• _Set exercise_: Your task is to write out the lines from the line containing "Objective — for every instance of the nose, mark" through the last line of the material, exactly.

• _Exercise data_:
════════════════

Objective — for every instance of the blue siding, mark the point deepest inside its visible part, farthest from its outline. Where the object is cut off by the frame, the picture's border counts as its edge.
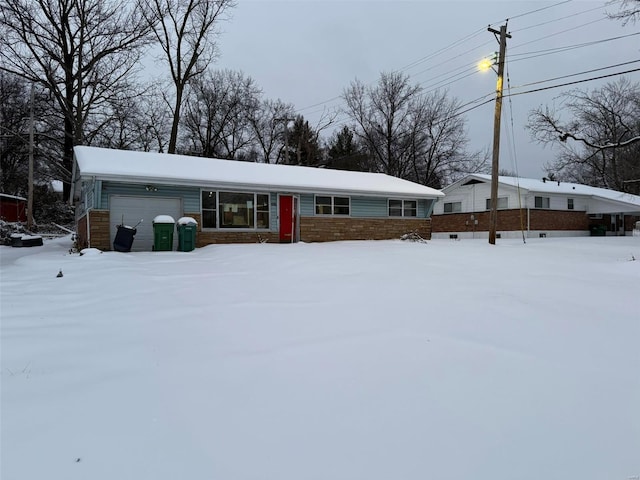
(364, 207)
(273, 212)
(190, 195)
(307, 205)
(97, 195)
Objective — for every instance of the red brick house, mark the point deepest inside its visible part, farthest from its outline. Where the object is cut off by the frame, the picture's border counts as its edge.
(12, 208)
(537, 208)
(240, 202)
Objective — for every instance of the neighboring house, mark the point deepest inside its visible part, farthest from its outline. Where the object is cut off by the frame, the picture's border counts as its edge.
(236, 202)
(12, 208)
(539, 208)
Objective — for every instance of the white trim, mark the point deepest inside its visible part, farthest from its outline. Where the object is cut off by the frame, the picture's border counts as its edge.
(219, 228)
(333, 206)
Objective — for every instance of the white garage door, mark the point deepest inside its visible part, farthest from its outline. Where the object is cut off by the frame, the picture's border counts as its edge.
(134, 209)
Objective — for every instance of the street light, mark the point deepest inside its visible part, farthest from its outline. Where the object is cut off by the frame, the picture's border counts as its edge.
(501, 36)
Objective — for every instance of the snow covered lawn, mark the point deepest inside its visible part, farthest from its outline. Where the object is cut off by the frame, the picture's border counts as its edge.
(337, 361)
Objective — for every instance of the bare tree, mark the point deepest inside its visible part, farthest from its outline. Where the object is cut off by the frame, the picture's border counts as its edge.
(409, 134)
(78, 50)
(270, 127)
(186, 31)
(600, 143)
(345, 152)
(218, 114)
(628, 10)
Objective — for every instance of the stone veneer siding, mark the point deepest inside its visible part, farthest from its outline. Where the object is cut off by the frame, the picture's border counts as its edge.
(512, 220)
(326, 229)
(312, 229)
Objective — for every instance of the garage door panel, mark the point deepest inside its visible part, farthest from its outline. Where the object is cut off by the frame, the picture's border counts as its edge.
(133, 209)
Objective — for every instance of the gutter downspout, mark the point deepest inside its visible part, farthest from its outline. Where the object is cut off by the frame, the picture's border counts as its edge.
(89, 227)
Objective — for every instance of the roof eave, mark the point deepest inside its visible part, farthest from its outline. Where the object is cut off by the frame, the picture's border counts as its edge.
(259, 187)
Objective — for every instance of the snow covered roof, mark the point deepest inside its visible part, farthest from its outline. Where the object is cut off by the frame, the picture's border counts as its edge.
(554, 187)
(151, 167)
(12, 197)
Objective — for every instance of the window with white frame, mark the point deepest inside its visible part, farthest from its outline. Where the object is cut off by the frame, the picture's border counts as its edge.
(332, 205)
(452, 207)
(541, 202)
(403, 208)
(209, 202)
(235, 210)
(503, 202)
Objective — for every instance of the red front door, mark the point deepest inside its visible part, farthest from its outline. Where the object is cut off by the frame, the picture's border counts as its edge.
(288, 206)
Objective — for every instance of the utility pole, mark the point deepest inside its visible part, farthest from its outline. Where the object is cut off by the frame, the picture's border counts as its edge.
(30, 186)
(493, 216)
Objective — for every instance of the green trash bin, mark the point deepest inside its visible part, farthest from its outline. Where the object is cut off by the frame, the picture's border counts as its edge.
(163, 233)
(187, 228)
(598, 230)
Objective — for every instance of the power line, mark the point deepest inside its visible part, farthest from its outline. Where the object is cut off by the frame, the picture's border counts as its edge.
(576, 74)
(566, 48)
(573, 15)
(545, 37)
(574, 83)
(531, 12)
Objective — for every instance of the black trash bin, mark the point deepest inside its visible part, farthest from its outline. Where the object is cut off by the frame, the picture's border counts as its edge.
(124, 238)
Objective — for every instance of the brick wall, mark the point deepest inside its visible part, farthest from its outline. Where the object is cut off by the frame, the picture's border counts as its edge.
(319, 229)
(512, 220)
(99, 225)
(99, 233)
(312, 229)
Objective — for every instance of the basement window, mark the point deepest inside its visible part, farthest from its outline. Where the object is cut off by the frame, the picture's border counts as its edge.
(235, 210)
(330, 205)
(403, 208)
(503, 203)
(452, 207)
(542, 202)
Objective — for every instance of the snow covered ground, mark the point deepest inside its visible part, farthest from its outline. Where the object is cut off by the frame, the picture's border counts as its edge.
(337, 361)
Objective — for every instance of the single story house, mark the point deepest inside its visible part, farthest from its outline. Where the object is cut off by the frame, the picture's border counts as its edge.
(539, 208)
(235, 202)
(12, 208)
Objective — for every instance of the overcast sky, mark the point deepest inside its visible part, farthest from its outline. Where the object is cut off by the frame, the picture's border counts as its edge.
(306, 52)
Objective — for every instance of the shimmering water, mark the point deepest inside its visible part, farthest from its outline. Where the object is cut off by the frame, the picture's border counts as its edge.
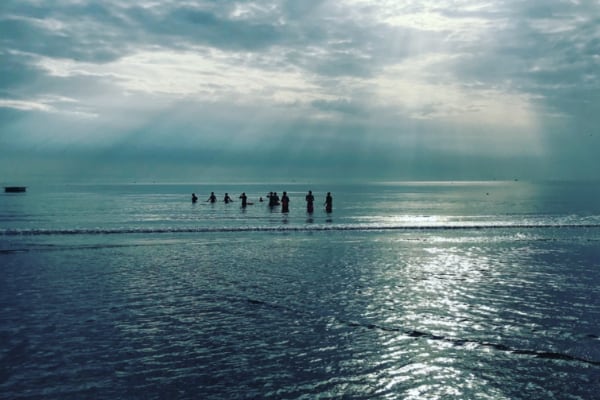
(485, 290)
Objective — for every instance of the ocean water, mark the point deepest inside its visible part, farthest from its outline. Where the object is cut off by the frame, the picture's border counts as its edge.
(407, 290)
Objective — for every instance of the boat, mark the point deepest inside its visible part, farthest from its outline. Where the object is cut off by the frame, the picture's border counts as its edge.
(15, 189)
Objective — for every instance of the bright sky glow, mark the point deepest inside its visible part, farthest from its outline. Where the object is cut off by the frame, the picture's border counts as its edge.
(356, 89)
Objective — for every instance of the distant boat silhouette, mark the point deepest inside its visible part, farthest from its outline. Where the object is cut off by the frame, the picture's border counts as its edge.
(15, 189)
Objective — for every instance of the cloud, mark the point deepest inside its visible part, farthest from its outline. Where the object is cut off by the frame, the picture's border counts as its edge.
(376, 87)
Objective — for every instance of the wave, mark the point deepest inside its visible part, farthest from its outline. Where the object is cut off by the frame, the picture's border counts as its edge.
(417, 334)
(286, 228)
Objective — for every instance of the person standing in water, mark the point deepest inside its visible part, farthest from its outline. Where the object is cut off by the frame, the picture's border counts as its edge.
(328, 203)
(309, 202)
(212, 198)
(285, 203)
(244, 200)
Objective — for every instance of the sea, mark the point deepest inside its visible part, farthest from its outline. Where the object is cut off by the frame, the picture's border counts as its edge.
(406, 290)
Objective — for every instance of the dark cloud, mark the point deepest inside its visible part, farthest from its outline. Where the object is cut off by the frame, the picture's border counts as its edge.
(320, 100)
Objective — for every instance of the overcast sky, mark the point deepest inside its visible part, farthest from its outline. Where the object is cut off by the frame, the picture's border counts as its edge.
(299, 90)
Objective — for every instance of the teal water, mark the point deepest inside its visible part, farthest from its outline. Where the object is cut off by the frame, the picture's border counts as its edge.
(407, 290)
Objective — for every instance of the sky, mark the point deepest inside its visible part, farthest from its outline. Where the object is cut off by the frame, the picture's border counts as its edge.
(199, 90)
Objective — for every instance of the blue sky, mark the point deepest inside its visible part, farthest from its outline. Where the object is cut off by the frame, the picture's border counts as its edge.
(155, 90)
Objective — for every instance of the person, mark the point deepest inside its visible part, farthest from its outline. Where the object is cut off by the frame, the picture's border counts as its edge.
(212, 198)
(309, 202)
(328, 202)
(285, 203)
(273, 199)
(244, 200)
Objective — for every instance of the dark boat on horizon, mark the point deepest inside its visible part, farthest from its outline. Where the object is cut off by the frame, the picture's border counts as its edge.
(15, 189)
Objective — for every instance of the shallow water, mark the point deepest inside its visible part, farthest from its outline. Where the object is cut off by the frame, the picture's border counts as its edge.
(475, 290)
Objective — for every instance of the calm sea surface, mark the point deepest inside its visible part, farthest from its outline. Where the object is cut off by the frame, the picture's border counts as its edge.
(421, 290)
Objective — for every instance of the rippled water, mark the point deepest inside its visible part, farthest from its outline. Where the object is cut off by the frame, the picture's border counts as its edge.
(480, 290)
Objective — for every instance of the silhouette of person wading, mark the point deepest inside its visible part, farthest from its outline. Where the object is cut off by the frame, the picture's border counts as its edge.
(309, 202)
(285, 203)
(328, 203)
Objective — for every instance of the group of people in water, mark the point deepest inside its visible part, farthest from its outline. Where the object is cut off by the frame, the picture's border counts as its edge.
(274, 201)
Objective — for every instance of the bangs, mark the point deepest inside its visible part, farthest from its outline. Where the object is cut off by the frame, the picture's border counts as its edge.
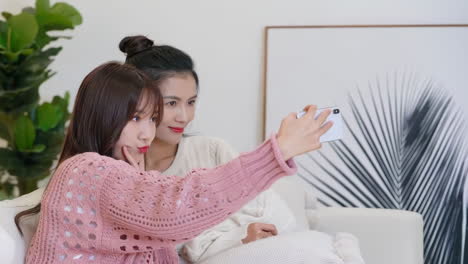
(150, 101)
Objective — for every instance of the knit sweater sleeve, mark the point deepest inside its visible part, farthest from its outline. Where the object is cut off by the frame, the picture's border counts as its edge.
(175, 209)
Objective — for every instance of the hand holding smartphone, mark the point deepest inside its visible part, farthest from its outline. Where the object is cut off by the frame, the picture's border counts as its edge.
(336, 131)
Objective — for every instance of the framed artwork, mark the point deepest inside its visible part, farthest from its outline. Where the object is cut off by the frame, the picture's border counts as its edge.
(403, 93)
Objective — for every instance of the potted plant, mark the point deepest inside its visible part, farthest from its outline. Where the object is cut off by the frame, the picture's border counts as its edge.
(32, 132)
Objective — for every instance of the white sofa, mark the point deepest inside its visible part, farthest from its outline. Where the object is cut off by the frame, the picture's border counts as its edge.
(385, 236)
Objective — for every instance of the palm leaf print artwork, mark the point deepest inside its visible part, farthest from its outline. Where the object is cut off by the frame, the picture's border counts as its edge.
(405, 149)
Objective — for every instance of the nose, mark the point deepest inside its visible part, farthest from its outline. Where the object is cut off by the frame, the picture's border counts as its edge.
(182, 115)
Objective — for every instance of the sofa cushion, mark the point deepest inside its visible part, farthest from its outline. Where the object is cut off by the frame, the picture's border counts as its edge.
(293, 191)
(12, 244)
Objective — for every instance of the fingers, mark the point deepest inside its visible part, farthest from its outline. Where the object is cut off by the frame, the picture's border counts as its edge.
(268, 228)
(323, 116)
(325, 127)
(311, 111)
(263, 235)
(129, 157)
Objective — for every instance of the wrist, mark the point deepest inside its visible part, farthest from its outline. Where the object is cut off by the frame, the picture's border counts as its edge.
(283, 148)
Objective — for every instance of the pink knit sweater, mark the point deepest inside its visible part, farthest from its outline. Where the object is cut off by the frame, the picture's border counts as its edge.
(100, 210)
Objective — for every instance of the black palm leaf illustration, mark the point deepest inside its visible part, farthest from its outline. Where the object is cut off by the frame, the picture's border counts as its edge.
(406, 150)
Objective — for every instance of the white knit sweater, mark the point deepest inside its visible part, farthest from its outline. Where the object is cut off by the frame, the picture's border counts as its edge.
(268, 207)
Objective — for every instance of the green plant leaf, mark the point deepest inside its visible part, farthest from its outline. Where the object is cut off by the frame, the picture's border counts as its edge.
(58, 17)
(48, 116)
(42, 6)
(24, 29)
(29, 10)
(7, 15)
(3, 34)
(6, 126)
(25, 133)
(35, 149)
(9, 159)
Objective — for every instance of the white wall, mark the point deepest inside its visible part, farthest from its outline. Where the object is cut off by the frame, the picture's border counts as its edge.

════════════════

• _Worked answer_:
Objective — for every instance of the nose, mark the point deepest inside its visible part, farthest from its outline. Where the object is cut off by the frame, the picture's border counts as its edge.
(182, 115)
Objective — for every instance of the sofa cushion, mark the point deepest inside its visible part, farthest from its outline. Where the object is cut off by the frame, the picture's border counts as its edge.
(293, 191)
(12, 244)
Objective — for every instance of the fingers, mark the point deepest inside its visible part, farthest from its outline. Where the object is cut off by the frame, the picture's border counts as its edge.
(268, 228)
(323, 116)
(325, 127)
(311, 111)
(263, 235)
(129, 157)
Objective — for every instance of the wrist, mark the point deepest inside its visible part, farthest from its outline. Where the object is cut off by the frame, the picture's border counts as its edge.
(283, 148)
Objective — for every instance of the pink knit sweater, mark the point deepest inside its visible part, farthest from its outline. Where the object is cut off by the frame, the picture's border counts as its edge.
(100, 210)
Objective — for every instance of the black palm leaf illustration, mark the point deepest inside its visible part, farthest from its outline. Where the object is cut off by the frame, the picture's border counts as its edge.
(406, 150)
Objective — for every instance of the white knit sweater, mark the point deepest inside its visible part, farthest from its outline. Where the object is cut off by the frame, the picture's border counts as its edge.
(268, 207)
Objective — for every instance of the green plant leaf, mark the point deepest inside its visible part, farthest from its outline. Where the object is cut off by the frame, the picture's border counts as its edge.
(58, 17)
(48, 116)
(42, 6)
(24, 29)
(29, 10)
(7, 15)
(3, 34)
(6, 126)
(25, 133)
(35, 149)
(9, 159)
Objective — for every instance of the white wall, mark the point deepest inside its visible part, farthest from its outline. Where the object is cut off by the frame, the picture's border counts as its edge.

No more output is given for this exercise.